* Data supplied *
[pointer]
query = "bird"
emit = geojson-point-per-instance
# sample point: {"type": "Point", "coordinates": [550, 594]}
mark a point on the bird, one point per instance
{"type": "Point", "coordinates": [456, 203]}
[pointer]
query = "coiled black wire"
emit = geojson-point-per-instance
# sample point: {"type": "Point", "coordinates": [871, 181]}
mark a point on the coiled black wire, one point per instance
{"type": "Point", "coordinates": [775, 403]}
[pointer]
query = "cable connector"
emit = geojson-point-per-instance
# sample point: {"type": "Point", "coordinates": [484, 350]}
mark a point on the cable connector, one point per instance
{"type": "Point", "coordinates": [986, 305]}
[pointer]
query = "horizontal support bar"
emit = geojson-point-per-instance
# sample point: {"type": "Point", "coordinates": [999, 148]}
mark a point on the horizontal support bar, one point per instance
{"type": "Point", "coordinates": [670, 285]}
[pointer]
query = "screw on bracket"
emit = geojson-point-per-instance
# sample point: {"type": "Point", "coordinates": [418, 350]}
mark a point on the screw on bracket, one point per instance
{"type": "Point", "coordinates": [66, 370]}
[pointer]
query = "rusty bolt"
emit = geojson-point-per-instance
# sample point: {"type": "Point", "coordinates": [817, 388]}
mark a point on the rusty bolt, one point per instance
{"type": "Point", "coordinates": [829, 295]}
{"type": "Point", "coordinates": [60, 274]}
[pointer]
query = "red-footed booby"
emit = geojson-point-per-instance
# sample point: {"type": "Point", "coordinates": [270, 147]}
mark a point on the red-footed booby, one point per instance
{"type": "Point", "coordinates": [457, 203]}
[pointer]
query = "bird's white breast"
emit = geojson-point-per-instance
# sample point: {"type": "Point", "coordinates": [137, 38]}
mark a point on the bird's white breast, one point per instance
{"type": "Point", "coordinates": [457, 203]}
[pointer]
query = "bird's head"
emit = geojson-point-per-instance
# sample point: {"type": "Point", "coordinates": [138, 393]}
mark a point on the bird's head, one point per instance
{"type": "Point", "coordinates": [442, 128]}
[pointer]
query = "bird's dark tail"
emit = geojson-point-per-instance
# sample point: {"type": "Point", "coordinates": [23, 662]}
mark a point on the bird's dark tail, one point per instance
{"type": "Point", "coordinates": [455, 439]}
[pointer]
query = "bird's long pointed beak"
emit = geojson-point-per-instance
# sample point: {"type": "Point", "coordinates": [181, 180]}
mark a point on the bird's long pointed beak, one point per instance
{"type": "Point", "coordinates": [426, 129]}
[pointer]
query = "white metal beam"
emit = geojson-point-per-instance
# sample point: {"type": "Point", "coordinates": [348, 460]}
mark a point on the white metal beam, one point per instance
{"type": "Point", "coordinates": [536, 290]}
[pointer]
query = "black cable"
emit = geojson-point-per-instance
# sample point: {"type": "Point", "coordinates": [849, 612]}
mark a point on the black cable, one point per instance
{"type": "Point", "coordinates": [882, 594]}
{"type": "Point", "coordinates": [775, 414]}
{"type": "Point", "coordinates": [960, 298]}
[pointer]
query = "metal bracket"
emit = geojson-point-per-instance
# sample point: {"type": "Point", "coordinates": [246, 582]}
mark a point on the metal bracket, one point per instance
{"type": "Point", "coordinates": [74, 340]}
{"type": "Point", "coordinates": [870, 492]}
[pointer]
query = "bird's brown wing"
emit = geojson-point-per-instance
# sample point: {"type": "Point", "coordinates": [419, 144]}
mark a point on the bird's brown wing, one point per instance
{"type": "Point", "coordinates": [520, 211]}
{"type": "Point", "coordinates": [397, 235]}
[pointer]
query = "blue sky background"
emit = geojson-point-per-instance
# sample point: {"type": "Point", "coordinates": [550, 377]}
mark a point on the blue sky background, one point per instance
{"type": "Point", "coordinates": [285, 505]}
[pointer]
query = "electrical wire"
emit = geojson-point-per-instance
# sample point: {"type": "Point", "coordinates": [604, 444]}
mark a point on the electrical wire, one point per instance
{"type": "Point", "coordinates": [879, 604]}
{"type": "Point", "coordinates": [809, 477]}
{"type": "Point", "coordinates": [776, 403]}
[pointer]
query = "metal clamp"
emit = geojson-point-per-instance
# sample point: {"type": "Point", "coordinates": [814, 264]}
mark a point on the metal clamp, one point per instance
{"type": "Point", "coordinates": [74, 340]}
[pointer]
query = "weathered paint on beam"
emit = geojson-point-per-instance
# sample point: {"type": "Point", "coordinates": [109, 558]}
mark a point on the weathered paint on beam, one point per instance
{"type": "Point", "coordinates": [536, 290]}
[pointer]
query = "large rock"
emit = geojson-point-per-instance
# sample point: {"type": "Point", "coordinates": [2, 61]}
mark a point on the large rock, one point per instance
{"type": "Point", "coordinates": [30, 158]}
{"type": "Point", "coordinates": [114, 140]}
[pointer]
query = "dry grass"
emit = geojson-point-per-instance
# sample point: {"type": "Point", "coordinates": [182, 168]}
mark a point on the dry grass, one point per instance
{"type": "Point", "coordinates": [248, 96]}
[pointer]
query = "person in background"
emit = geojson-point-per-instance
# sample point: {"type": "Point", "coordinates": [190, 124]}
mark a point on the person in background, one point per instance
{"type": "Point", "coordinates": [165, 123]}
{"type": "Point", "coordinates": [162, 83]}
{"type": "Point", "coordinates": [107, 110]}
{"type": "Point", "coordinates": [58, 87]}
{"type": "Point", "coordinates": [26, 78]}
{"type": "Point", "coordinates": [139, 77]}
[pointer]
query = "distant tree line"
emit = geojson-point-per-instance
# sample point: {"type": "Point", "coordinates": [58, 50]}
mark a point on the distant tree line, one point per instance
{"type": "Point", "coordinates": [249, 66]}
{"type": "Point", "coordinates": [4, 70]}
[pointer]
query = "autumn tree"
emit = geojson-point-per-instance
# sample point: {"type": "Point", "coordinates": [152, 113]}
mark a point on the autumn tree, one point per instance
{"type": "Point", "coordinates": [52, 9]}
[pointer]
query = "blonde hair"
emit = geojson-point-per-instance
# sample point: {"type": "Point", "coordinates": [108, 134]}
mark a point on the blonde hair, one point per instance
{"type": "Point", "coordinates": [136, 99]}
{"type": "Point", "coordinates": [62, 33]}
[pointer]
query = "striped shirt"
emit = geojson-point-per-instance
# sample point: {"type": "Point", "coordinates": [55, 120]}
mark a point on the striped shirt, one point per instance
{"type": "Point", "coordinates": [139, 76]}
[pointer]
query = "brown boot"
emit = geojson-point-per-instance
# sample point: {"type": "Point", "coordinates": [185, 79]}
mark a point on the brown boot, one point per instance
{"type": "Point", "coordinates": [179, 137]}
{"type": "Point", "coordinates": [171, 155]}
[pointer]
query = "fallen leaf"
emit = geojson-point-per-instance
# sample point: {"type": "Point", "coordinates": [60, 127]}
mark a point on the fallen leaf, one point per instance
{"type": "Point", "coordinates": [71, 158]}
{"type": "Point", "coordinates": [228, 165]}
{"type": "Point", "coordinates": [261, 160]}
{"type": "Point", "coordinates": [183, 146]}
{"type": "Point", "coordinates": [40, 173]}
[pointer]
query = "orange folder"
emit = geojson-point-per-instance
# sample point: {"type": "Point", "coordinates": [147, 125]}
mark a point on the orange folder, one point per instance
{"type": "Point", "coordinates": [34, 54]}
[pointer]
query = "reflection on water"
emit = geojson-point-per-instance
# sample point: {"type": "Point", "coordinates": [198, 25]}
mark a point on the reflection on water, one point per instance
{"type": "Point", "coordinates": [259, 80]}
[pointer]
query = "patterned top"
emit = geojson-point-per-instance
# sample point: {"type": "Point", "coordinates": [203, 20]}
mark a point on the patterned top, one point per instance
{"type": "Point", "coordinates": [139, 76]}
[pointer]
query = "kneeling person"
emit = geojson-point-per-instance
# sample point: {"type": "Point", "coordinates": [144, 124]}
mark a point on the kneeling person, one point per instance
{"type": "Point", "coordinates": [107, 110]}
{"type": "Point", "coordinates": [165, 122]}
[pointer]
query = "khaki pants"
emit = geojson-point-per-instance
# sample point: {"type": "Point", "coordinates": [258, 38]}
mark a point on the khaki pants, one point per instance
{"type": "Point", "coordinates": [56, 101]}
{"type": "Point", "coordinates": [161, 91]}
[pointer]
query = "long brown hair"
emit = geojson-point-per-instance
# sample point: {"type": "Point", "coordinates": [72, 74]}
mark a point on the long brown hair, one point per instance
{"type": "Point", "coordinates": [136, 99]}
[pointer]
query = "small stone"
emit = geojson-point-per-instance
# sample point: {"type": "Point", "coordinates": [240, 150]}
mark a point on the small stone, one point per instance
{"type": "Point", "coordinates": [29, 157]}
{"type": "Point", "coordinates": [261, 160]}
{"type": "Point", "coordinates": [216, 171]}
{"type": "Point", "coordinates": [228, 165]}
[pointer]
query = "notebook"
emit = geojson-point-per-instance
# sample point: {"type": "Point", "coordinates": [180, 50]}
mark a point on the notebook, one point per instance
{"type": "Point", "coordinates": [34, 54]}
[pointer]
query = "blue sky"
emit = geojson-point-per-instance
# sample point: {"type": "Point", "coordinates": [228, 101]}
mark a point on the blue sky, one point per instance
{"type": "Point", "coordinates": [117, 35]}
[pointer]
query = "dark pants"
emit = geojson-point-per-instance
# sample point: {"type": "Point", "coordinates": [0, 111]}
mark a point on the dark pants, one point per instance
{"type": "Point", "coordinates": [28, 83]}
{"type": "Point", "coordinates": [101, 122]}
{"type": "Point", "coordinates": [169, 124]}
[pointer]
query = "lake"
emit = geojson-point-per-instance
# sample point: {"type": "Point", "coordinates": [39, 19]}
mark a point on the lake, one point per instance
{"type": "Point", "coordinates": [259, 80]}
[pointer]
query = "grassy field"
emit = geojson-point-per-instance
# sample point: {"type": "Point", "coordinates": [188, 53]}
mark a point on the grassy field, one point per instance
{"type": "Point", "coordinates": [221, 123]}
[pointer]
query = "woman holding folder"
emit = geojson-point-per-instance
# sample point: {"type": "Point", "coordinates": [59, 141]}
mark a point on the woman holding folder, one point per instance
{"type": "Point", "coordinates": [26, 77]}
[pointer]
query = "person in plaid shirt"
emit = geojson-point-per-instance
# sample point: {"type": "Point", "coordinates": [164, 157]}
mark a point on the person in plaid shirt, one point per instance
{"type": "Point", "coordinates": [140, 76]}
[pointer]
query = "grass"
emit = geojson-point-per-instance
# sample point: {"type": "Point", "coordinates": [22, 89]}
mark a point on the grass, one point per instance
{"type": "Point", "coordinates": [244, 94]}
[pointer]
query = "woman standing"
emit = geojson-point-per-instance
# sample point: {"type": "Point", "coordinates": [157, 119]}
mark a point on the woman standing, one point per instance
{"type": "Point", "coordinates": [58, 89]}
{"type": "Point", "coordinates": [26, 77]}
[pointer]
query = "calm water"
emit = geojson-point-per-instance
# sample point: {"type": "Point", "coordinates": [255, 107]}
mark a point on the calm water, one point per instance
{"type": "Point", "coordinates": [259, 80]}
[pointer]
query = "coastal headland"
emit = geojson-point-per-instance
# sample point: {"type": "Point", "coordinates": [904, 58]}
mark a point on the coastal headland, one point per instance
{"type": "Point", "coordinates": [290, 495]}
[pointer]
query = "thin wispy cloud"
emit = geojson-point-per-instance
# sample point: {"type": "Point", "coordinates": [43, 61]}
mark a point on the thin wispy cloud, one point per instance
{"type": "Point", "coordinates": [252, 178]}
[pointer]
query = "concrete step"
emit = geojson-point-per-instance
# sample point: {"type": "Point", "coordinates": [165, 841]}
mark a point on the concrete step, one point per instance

* Task directions *
Would you please show every line of the material above that includes the string "concrete"?

* Written response *
query = "concrete step"
mark a point on the concrete step, one point per instance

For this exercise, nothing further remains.